### STATED TASK:
Print the records below exactly as they appear.
__________________________________________________
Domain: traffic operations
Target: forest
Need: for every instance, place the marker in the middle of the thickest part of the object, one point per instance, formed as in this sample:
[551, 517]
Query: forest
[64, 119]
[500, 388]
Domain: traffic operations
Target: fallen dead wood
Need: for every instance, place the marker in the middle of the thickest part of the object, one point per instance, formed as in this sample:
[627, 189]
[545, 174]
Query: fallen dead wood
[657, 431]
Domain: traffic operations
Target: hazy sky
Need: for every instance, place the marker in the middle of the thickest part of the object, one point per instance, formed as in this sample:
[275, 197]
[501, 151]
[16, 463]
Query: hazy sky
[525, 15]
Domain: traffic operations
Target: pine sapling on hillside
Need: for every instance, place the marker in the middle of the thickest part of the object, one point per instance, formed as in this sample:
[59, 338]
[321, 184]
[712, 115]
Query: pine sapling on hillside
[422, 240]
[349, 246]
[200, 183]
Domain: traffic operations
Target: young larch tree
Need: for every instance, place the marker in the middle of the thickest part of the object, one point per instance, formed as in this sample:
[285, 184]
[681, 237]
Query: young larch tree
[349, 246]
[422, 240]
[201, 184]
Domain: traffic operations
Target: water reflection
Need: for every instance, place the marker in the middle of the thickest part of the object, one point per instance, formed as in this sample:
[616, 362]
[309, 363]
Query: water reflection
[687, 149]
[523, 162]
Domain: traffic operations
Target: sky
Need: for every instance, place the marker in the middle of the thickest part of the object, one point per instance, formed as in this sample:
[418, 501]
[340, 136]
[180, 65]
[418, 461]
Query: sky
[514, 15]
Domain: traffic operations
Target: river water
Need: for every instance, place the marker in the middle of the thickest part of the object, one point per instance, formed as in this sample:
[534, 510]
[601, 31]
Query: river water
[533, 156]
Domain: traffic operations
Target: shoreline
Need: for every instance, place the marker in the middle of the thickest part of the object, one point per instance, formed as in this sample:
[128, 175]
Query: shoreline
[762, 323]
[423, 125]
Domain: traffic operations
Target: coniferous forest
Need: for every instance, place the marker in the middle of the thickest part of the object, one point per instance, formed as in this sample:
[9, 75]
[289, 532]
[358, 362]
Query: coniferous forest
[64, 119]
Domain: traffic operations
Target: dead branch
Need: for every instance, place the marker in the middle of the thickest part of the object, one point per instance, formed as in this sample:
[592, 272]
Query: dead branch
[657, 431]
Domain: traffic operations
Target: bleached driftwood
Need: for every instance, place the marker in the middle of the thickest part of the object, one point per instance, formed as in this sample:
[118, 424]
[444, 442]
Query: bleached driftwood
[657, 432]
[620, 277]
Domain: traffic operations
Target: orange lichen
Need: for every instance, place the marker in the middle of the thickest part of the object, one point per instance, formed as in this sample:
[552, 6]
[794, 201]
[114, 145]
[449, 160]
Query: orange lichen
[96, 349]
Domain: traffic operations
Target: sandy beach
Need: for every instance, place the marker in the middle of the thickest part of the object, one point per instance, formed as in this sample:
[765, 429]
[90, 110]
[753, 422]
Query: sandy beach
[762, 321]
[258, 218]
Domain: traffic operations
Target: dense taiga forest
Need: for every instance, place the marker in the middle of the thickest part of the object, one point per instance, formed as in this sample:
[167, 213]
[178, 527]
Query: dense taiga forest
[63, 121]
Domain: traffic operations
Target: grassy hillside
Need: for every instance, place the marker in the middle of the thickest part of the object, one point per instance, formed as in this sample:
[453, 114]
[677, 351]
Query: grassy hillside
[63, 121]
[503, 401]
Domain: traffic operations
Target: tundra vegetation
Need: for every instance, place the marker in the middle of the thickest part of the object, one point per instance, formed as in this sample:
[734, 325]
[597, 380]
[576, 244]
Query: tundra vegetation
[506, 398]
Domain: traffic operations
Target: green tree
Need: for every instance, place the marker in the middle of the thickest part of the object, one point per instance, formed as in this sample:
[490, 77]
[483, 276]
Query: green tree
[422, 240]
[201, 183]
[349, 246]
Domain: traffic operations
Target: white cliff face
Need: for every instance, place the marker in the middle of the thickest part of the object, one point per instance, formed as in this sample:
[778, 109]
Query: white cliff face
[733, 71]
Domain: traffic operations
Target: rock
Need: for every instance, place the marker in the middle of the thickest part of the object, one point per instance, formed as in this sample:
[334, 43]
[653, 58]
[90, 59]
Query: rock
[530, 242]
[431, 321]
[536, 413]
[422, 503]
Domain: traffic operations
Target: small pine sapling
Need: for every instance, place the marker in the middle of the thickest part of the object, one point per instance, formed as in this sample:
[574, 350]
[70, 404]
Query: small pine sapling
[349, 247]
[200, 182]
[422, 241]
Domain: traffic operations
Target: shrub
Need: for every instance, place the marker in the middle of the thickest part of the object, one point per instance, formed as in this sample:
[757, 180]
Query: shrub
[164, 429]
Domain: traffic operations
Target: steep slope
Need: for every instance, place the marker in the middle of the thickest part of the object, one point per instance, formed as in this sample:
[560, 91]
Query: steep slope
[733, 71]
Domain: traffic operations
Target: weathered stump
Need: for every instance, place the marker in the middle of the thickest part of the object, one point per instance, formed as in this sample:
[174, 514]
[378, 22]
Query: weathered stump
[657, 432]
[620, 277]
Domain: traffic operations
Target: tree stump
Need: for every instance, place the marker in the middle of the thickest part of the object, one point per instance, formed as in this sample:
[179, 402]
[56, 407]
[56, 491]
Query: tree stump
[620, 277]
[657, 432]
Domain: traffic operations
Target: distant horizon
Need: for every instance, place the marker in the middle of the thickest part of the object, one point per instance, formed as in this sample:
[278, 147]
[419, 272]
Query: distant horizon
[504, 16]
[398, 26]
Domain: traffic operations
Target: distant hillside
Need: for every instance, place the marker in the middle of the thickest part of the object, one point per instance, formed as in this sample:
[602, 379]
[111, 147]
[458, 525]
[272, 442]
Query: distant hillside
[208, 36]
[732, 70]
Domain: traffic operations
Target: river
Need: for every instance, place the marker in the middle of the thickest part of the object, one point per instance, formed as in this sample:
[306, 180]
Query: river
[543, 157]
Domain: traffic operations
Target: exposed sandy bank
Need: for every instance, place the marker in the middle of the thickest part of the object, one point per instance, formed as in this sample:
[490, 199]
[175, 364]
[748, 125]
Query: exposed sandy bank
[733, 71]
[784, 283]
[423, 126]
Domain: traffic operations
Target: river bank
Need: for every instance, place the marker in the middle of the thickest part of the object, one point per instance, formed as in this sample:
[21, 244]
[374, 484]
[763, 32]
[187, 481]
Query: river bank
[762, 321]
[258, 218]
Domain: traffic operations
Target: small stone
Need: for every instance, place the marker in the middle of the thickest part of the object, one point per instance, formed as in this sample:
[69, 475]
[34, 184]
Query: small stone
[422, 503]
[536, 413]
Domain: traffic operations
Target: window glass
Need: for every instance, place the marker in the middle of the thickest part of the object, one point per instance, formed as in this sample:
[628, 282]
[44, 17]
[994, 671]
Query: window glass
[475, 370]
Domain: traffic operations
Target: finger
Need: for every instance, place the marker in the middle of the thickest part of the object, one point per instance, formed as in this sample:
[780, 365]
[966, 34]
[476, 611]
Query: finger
__________________________________________________
### THE ANSWER:
Domain: traffic operations
Target: forest
Need: for every instance, place the marker in the middle of the thickest part of the object, one point per instance, formed as in this sample:
[551, 517]
Query: forest
[64, 119]
[500, 388]
Domain: traffic operations
Target: fallen dead wood
Need: for every instance, place the marker in the middle of the thickest part of the object, one point per instance, formed as in this sample:
[627, 189]
[545, 174]
Query: fallen dead wood
[657, 431]
Domain: traffic operations
Target: hazy sky
Need: for every instance, place the marker in the middle of the thickest part of the object, one point per instance, formed as in this sample:
[275, 197]
[501, 151]
[16, 463]
Query: hazy sky
[525, 15]
Domain: traffic operations
Target: pine sapling on hillside
Need: for every instance, place the marker in the middle of the thickest part of the object, one point per instance, formed as in this sample:
[59, 338]
[321, 184]
[712, 115]
Query: pine sapling on hillside
[422, 240]
[349, 246]
[200, 183]
Domain: traffic operations
Target: young larch tree
Need: for every instance, place the marker in the middle of the thickest part of the object, one point per instance, formed as in this sample:
[285, 184]
[681, 237]
Query: young larch tree
[349, 246]
[422, 240]
[201, 184]
Domain: traffic operations
Target: water reflection
Need: for every instance, place the marker in the middle of the thickest part of the object, one point per instance, formed as in this sample:
[616, 362]
[309, 363]
Query: water reflection
[687, 149]
[523, 162]
Domain: traffic operations
Target: sky
Need: for every instance, place the marker in the middle of the thickest part of the object, one point per instance, formed as in this sample:
[418, 501]
[340, 136]
[180, 65]
[418, 461]
Query: sky
[514, 15]
Domain: traffic operations
Target: river water
Need: for every instance, place the marker in the middle of the thickest part of the object, one point per instance, formed as in this sample:
[534, 510]
[601, 31]
Query: river water
[533, 156]
Domain: traffic operations
Target: shoreline
Need: for every instance, place the marker in the middle of the thickest part of the object, one point per instance, formed as in this sample:
[128, 175]
Query: shoreline
[762, 323]
[423, 125]
Domain: traffic operations
Target: coniferous forest
Need: for every instance, place the marker in the middle of the thickest part of the object, one point per instance, formed as in this sample:
[9, 75]
[289, 532]
[358, 362]
Query: coniferous forest
[64, 119]
Domain: traffic operations
Target: dead branch
Need: for every instance, place the marker in the middle of the thickest part of the object, one point per instance, formed as in this sample:
[592, 272]
Query: dead branch
[657, 431]
Domain: traffic operations
Target: bleached driftwood
Need: for every instance, place the marker in the middle of the thickest part of the object, one point per instance, formed as in this sample:
[118, 424]
[444, 442]
Query: bleached driftwood
[657, 432]
[620, 277]
Domain: traffic operations
Target: orange lichen
Need: for every instance, place the marker in the middle of the thickest part of the object, one point per instance, formed as in this sample:
[552, 6]
[794, 201]
[114, 145]
[449, 160]
Query: orange lichen
[96, 349]
Domain: traffic operations
Target: sandy beach
Need: for every instance, place the marker in the middle of the thickest part of the object, one point per instance, formed as in this sample:
[765, 429]
[90, 110]
[753, 422]
Query: sandy beach
[762, 321]
[258, 218]
Domain: traffic operations
Target: dense taiga forest
Need: for every instance, place the marker in the middle of the thickest part of the object, one point per instance, formed as in this sample:
[167, 213]
[178, 527]
Query: dense taiga forest
[63, 121]
Domain: traffic operations
Target: grassy hillside
Need: for every instance, place the marker in the middle of the thickest part of the object, one point per instance, formed as in this sample:
[453, 114]
[677, 351]
Query: grassy hillside
[63, 121]
[503, 401]
Domain: traffic operations
Target: tundra vegetation
Need: for every instance, place the marker in the middle of the thickest part of the object, one point per instance, formed as in this sample:
[734, 325]
[597, 380]
[576, 244]
Query: tundra vegetation
[506, 398]
Domain: traffic operations
Target: green tree
Need: for every instance, place the marker in the middle of the thickest part of the object, one point per instance, formed as in this sample:
[490, 77]
[483, 276]
Query: green tree
[422, 240]
[201, 183]
[349, 246]
Domain: traffic operations
Target: white cliff face
Need: for every instance, place the marker in the middle of the thickest part of the object, one point per instance, formed as in this sample:
[778, 109]
Query: white cliff face
[733, 71]
Domain: traffic operations
Target: rock
Need: for every instance, place the marker in the middle of the thickest part of the object, one point per instance, formed as in this sample:
[334, 43]
[653, 58]
[90, 59]
Query: rock
[530, 242]
[431, 321]
[536, 413]
[422, 503]
Domain: traffic operations
Target: small pine sapling
Need: for every instance, place the marker in the middle of the thickest part of the object, one point per instance, formed as in this sample:
[574, 350]
[70, 404]
Query: small pine sapling
[349, 247]
[200, 182]
[422, 241]
Domain: traffic operations
Target: shrub
Need: for every instance, place the marker in the middle of the thickest part of the object, one point per instance, formed as in this sample:
[757, 180]
Query: shrub
[164, 429]
Domain: traffic operations
Target: steep slope
Need: for every instance, place the marker in the middle of the thickest part of the object, one point per instance, formed as in this sample:
[560, 91]
Query: steep slope
[733, 71]
Domain: traffic operations
Target: weathered stump
Need: for every instance, place the marker in the middle of the thickest part of the object, one point per instance, formed as in this sample:
[174, 514]
[378, 22]
Query: weathered stump
[657, 432]
[620, 277]
Domain: traffic operations
Target: tree stump
Need: for every instance, place the marker in the middle of the thickest part of the object, one point per instance, formed as in this sample:
[179, 402]
[56, 407]
[56, 491]
Query: tree stump
[620, 277]
[657, 432]
Domain: traffic operations
Target: distant horizon
Need: for every instance, place the marker in the middle of the thickest part of the object, one point per instance, formed as in this sample:
[278, 147]
[419, 272]
Query: distant horizon
[504, 16]
[398, 26]
Domain: traffic operations
Target: distant hillside
Need: for every instance, place the marker in the middle of the thickest part of the object, one point per instance, formed as in this sample:
[602, 379]
[111, 147]
[458, 525]
[272, 442]
Query: distant hillside
[208, 36]
[732, 70]
Domain: traffic operations
Target: river
Need: for every instance, place the marker in the middle of the thickest part of the object, one point per instance, formed as in this sample:
[306, 180]
Query: river
[543, 157]
Domain: traffic operations
Target: exposed sandy bank
Need: for every instance, place the marker in the middle of the thickest part of the object, one point per instance, formed as in this sample:
[490, 199]
[175, 364]
[748, 125]
Query: exposed sandy bank
[733, 71]
[784, 283]
[423, 126]
Domain: traffic operations
Target: river bank
Need: for every instance, place the marker in the middle of the thickest part of the object, one point per instance, formed as in this sample:
[21, 244]
[374, 484]
[763, 32]
[187, 481]
Query: river bank
[762, 321]
[258, 218]
Domain: traffic operations
Target: small stone
Need: for every instance, place the marker in the middle of the thickest part of the object, one point per instance, formed as in this sample:
[69, 475]
[34, 184]
Query: small stone
[422, 503]
[536, 413]
Domain: traffic operations
Target: window glass
Need: for every instance, place the marker in the middle of the thickest part of the object, one point per instance, formed as in this sample:
[628, 282]
[44, 17]
[994, 671]
Query: window glass
[475, 370]
Domain: traffic operations
Target: finger
Need: for every instance, place the marker in the middle of the thickest part of the object, one point per instance, formed as in this sample:
[780, 365]
[966, 34]
[476, 611]
Query: finger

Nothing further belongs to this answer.